■ Your objective
Rewrite the material below with "Locate" replaced by "Identify" throughout, keeping everything else the same. Leave the pictures out of your output.

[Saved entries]
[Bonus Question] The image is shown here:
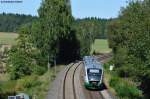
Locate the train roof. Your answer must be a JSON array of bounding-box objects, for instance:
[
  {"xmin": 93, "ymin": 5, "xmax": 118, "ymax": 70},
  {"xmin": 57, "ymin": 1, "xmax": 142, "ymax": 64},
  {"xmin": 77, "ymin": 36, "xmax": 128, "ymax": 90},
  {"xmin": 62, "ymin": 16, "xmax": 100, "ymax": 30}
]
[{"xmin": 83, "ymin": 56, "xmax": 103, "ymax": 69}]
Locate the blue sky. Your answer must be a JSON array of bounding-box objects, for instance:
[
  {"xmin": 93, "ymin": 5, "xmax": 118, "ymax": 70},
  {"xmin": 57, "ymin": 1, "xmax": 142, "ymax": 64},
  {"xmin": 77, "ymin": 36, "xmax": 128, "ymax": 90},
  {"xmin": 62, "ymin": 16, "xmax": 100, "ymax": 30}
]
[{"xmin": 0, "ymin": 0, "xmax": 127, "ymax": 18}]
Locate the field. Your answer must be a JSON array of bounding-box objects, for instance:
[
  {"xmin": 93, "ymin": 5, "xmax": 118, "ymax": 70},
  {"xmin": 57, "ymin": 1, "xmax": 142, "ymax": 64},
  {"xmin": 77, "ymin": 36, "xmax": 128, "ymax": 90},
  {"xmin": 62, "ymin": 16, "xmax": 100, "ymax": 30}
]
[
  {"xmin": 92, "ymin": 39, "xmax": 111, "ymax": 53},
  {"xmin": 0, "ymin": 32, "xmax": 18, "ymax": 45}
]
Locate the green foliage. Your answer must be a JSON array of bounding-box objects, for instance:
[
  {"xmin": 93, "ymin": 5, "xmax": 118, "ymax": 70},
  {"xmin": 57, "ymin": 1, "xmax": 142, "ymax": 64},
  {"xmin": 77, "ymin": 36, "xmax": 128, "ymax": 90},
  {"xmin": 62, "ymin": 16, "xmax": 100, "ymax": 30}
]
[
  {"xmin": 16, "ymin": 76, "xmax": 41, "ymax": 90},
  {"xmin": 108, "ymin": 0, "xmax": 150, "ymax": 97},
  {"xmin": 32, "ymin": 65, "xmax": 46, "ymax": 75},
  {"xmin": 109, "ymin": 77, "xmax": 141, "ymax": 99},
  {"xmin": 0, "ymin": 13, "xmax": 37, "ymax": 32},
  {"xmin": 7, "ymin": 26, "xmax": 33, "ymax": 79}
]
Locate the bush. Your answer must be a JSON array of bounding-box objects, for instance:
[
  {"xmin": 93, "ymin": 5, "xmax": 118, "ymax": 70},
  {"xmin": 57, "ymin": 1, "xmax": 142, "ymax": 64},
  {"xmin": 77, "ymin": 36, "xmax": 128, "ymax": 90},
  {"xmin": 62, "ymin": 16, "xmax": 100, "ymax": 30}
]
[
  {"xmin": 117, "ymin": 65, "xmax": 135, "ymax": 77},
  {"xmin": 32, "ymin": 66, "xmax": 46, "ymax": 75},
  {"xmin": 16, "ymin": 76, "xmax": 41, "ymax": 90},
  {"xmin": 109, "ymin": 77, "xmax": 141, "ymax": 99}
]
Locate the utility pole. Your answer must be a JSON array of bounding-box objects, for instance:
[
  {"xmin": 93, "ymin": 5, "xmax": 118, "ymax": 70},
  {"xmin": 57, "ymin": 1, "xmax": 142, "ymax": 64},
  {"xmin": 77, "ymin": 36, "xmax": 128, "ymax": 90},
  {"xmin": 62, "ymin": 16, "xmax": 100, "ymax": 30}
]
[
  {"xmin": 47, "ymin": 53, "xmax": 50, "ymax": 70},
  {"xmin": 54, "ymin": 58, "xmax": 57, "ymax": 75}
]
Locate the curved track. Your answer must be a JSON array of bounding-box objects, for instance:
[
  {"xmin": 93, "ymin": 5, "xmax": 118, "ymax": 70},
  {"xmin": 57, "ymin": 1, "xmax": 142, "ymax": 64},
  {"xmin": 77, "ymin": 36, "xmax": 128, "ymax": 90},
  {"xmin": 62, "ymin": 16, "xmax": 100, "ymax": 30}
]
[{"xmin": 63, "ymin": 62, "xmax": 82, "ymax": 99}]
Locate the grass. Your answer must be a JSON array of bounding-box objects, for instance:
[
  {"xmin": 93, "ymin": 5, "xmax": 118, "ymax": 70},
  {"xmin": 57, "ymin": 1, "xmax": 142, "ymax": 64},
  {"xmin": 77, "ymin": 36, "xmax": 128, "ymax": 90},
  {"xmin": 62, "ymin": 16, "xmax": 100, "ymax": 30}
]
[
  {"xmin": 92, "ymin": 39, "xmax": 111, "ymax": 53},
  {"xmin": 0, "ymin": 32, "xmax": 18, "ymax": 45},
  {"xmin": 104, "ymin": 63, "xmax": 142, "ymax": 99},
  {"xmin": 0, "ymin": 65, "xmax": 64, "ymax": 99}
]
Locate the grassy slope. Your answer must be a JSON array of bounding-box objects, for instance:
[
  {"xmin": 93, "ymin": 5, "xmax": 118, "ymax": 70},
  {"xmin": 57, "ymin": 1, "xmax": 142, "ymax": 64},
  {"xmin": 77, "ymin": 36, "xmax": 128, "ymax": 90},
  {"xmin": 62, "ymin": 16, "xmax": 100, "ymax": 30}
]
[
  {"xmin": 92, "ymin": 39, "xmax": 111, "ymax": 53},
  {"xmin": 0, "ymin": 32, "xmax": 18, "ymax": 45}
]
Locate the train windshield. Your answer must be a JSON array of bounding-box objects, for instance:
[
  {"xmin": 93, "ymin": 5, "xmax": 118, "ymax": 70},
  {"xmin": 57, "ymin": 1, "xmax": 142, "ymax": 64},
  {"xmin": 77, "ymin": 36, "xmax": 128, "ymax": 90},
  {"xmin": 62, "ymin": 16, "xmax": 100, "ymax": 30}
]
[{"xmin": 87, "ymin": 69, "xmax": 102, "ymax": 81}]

■ Complete output
[Bonus Question] The image is shown here:
Identify the train roof. Your answer must be a JSON array of bounding-box objects, for instance:
[
  {"xmin": 93, "ymin": 5, "xmax": 118, "ymax": 70},
  {"xmin": 57, "ymin": 1, "xmax": 142, "ymax": 64},
  {"xmin": 77, "ymin": 36, "xmax": 128, "ymax": 90},
  {"xmin": 62, "ymin": 16, "xmax": 100, "ymax": 30}
]
[{"xmin": 83, "ymin": 56, "xmax": 103, "ymax": 69}]
Identify the blue sky. Your answer must be a JSON array of bounding-box objects, for instance:
[
  {"xmin": 93, "ymin": 5, "xmax": 118, "ymax": 70},
  {"xmin": 57, "ymin": 1, "xmax": 142, "ymax": 64},
  {"xmin": 77, "ymin": 36, "xmax": 128, "ymax": 90},
  {"xmin": 62, "ymin": 16, "xmax": 100, "ymax": 30}
]
[{"xmin": 0, "ymin": 0, "xmax": 127, "ymax": 18}]
Identify the field. Your answer must be a JSON array of bounding-box objects, for instance:
[
  {"xmin": 93, "ymin": 5, "xmax": 118, "ymax": 70},
  {"xmin": 57, "ymin": 1, "xmax": 142, "ymax": 64},
  {"xmin": 77, "ymin": 36, "xmax": 128, "ymax": 90},
  {"xmin": 62, "ymin": 16, "xmax": 100, "ymax": 30}
]
[
  {"xmin": 92, "ymin": 39, "xmax": 111, "ymax": 53},
  {"xmin": 0, "ymin": 32, "xmax": 18, "ymax": 45}
]
Identify the green foliage. Your answer must be a JSON array of bounding-box objects, for instance:
[
  {"xmin": 93, "ymin": 5, "xmax": 118, "ymax": 70},
  {"xmin": 57, "ymin": 1, "xmax": 142, "ymax": 64},
  {"xmin": 77, "ymin": 36, "xmax": 128, "ymax": 90},
  {"xmin": 62, "ymin": 16, "xmax": 100, "ymax": 30}
]
[
  {"xmin": 16, "ymin": 76, "xmax": 41, "ymax": 90},
  {"xmin": 108, "ymin": 0, "xmax": 150, "ymax": 97},
  {"xmin": 32, "ymin": 65, "xmax": 46, "ymax": 75},
  {"xmin": 109, "ymin": 77, "xmax": 141, "ymax": 99},
  {"xmin": 0, "ymin": 13, "xmax": 37, "ymax": 32},
  {"xmin": 7, "ymin": 26, "xmax": 33, "ymax": 79}
]
Identify the bush. Your answer must be a JSON array of bounding-box objects, for instance:
[
  {"xmin": 93, "ymin": 5, "xmax": 118, "ymax": 70},
  {"xmin": 57, "ymin": 1, "xmax": 142, "ymax": 64},
  {"xmin": 77, "ymin": 36, "xmax": 128, "ymax": 90},
  {"xmin": 62, "ymin": 16, "xmax": 100, "ymax": 30}
]
[
  {"xmin": 117, "ymin": 65, "xmax": 135, "ymax": 77},
  {"xmin": 32, "ymin": 66, "xmax": 46, "ymax": 75},
  {"xmin": 16, "ymin": 76, "xmax": 41, "ymax": 90},
  {"xmin": 109, "ymin": 77, "xmax": 141, "ymax": 99}
]
Identify the utility pole. Your answer must be a JSON array of bounding-box objects, for instance:
[
  {"xmin": 93, "ymin": 5, "xmax": 118, "ymax": 70},
  {"xmin": 57, "ymin": 1, "xmax": 142, "ymax": 64},
  {"xmin": 77, "ymin": 36, "xmax": 128, "ymax": 90},
  {"xmin": 62, "ymin": 16, "xmax": 100, "ymax": 30}
]
[
  {"xmin": 47, "ymin": 53, "xmax": 50, "ymax": 70},
  {"xmin": 54, "ymin": 58, "xmax": 57, "ymax": 75}
]
Identify the curved track. Your answer must be a JSON array of bounding-box objects, for instance:
[
  {"xmin": 93, "ymin": 5, "xmax": 118, "ymax": 70},
  {"xmin": 57, "ymin": 1, "xmax": 142, "ymax": 64},
  {"xmin": 77, "ymin": 36, "xmax": 128, "ymax": 90},
  {"xmin": 62, "ymin": 16, "xmax": 100, "ymax": 30}
]
[{"xmin": 63, "ymin": 62, "xmax": 82, "ymax": 99}]
Identify the grass. Your answer must be a JSON array of bounding-box objects, for instance:
[
  {"xmin": 93, "ymin": 5, "xmax": 118, "ymax": 70},
  {"xmin": 57, "ymin": 1, "xmax": 142, "ymax": 64},
  {"xmin": 77, "ymin": 36, "xmax": 128, "ymax": 90},
  {"xmin": 62, "ymin": 16, "xmax": 100, "ymax": 30}
]
[
  {"xmin": 92, "ymin": 39, "xmax": 111, "ymax": 53},
  {"xmin": 0, "ymin": 32, "xmax": 18, "ymax": 45},
  {"xmin": 104, "ymin": 63, "xmax": 142, "ymax": 99},
  {"xmin": 0, "ymin": 65, "xmax": 64, "ymax": 99}
]
Identify the grassy slope. Your answer must be a JSON array of bounding-box objects, for instance:
[
  {"xmin": 93, "ymin": 5, "xmax": 118, "ymax": 70},
  {"xmin": 57, "ymin": 1, "xmax": 142, "ymax": 64},
  {"xmin": 77, "ymin": 36, "xmax": 128, "ymax": 90},
  {"xmin": 62, "ymin": 16, "xmax": 100, "ymax": 30}
]
[
  {"xmin": 92, "ymin": 39, "xmax": 111, "ymax": 53},
  {"xmin": 0, "ymin": 32, "xmax": 18, "ymax": 45}
]
Identify the train windshield. Your answer must be a JSON array of bounding-box objects, for instance:
[
  {"xmin": 93, "ymin": 5, "xmax": 118, "ymax": 70},
  {"xmin": 57, "ymin": 1, "xmax": 142, "ymax": 64},
  {"xmin": 77, "ymin": 36, "xmax": 128, "ymax": 90},
  {"xmin": 62, "ymin": 16, "xmax": 100, "ymax": 30}
]
[{"xmin": 87, "ymin": 69, "xmax": 102, "ymax": 81}]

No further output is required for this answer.